◆ PROBLEMS TO WORK ON
**a.** Using the two-body problem passage, state whether each statement agrees with it, answering yes or no and quoting the deciding words: (i) Eq. (17) includes external perturbations; (ii) Eq. (16) is introduced into the governing equation of the two-body problem, Eq. (1); (iii) Eq. (17) is expressed in dimensional units.
**b.** Pick up the two-body problem passage after its final sentence and continue it.

◆ GIVEN TEXT
In what remains of the paper derivatives with respect to t will be denoted \(\dot{{\mathbf {r}}}\), whereas derivatives with respect to s will be \({\mathbf {r}}^\prime \). The fictitious radial velocity \(r^\prime \) is given by \(r^\prime = ({\mathbf {r}}\cdot {\mathbf {r}}^\prime )/r = ({\mathbf {r}}\cdot {\mathbf {v}})\). Introducing Eq. (16) in the governing equation of the two-body problem, Eq. (1), the dynamics are referred to fictitious time,

$$\begin{aligned} {\mathbf {r}}^{\prime \prime } - \frac{({\mathbf {r}}\cdot {\mathbf {r}}^\prime )}{r^2} \,{\mathbf {r}}^\prime + \frac{{\mathbf {r}}}{r} = 0, \end{aligned}$$

(17)

written in normalized variables and neglecting external perturbations.

◆ DATA SECTION
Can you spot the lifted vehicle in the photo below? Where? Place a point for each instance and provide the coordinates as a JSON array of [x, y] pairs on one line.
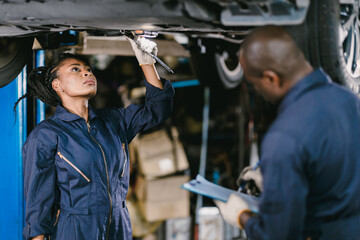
[[326, 30]]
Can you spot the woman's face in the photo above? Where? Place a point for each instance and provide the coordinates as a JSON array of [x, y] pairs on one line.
[[75, 79]]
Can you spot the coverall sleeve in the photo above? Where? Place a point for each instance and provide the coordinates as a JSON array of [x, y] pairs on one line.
[[283, 201], [157, 108], [39, 187]]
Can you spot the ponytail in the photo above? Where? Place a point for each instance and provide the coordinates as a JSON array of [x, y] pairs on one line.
[[40, 82], [40, 86]]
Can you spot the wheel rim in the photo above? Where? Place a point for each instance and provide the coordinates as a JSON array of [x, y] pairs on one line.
[[349, 36], [230, 65]]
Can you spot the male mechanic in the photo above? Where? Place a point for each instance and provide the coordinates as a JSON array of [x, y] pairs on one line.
[[310, 156]]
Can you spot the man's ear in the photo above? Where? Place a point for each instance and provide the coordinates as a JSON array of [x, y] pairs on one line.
[[56, 85], [272, 78]]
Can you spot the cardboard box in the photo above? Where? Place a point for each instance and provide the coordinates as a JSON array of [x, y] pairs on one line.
[[158, 156], [161, 199]]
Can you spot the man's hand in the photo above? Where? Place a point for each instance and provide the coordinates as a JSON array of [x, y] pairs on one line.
[[148, 46], [247, 176], [233, 209]]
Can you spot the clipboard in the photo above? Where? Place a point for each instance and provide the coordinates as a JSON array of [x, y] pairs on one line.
[[208, 189]]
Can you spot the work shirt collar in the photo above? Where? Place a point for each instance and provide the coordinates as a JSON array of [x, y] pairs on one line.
[[313, 80], [63, 114]]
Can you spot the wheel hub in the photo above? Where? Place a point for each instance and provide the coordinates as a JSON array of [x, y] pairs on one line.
[[350, 37]]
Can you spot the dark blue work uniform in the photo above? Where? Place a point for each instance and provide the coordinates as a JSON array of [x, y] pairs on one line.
[[311, 165], [76, 174]]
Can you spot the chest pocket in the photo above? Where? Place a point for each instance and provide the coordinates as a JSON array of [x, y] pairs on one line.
[[73, 166], [74, 180]]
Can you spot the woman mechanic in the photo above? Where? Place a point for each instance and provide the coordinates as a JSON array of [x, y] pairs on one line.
[[76, 171]]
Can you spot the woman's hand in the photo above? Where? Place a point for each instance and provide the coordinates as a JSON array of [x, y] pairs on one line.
[[40, 237], [142, 47]]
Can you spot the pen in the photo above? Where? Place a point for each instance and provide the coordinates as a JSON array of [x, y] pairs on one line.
[[244, 183]]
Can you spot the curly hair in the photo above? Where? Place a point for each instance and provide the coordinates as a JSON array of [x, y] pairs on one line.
[[40, 81]]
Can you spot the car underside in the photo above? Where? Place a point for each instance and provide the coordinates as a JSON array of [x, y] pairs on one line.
[[215, 30]]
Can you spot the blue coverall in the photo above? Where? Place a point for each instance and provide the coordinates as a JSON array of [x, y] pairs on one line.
[[310, 161], [81, 170]]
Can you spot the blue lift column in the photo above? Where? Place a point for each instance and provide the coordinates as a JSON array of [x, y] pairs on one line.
[[12, 137]]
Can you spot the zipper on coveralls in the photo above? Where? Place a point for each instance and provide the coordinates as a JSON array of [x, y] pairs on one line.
[[124, 166], [57, 217], [73, 166], [107, 177]]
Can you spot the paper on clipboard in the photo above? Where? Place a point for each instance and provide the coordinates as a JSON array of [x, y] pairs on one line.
[[203, 187]]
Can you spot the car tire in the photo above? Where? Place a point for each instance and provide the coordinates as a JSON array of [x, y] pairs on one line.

◆ ANSWERS TO THE EXERCISES
**a.**
(i) No: "neglecting external perturbations."
(ii) Yes: "Introducing Eq. (16) in the governing equation of the two-body problem, Eq. (1)"
(iii) No: "written in normalized variables"

**b.**
Let \(\mathbf {e}\in {\mathbb {R}}^3\) be the eccentricity vector, and \(\mathbf {h}={\mathbf {r}}\times {{\mathbf {v}}}\) the angular momentum of the particle. From the definition of \(\mathbf {e}\) it follows that:

$$\begin{aligned} \mathbf {e} = {{\mathbf {v}}}\times \mathbf {h} - \frac{{\mathbf {r}}}{r}= \frac{1}{r^2}\Big [ ({\mathbf {r}}^\prime \cdot {\mathbf {r}}^\prime )\,{\mathbf {r}} - ({\mathbf {r}}^\prime \cdot {\mathbf {r}})\,{\mathbf {r}}^\prime \Big ]- \frac{{\mathbf {r}}}{r}. \end{aligned}$$

(18)

Subtracting Eqs. (18) to (17) embeds the eccentricity vector in the equations of motion:

$$\begin{aligned} {\mathbf {r}}^{\prime \prime } + \bigg [ \frac{2}{r} - \frac{({\mathbf {r}}^\prime \cdot {\mathbf {r}}^\prime )}{r^2} \bigg ]\,{\mathbf {r}} = -\mathbf {e}. \end{aligned}$$

The term in brackets is none other than the energy referred to the fictitious velocity,

$$\begin{aligned} 2{\mathcal {E}} = \frac{({\mathbf {r}}^\prime \cdot {\mathbf {r}}^\prime )}{r^2} - \frac{2}{r}, \end{aligned}$$

where \({\mathcal {E}}\) denotes the Keplerian energy of the particle.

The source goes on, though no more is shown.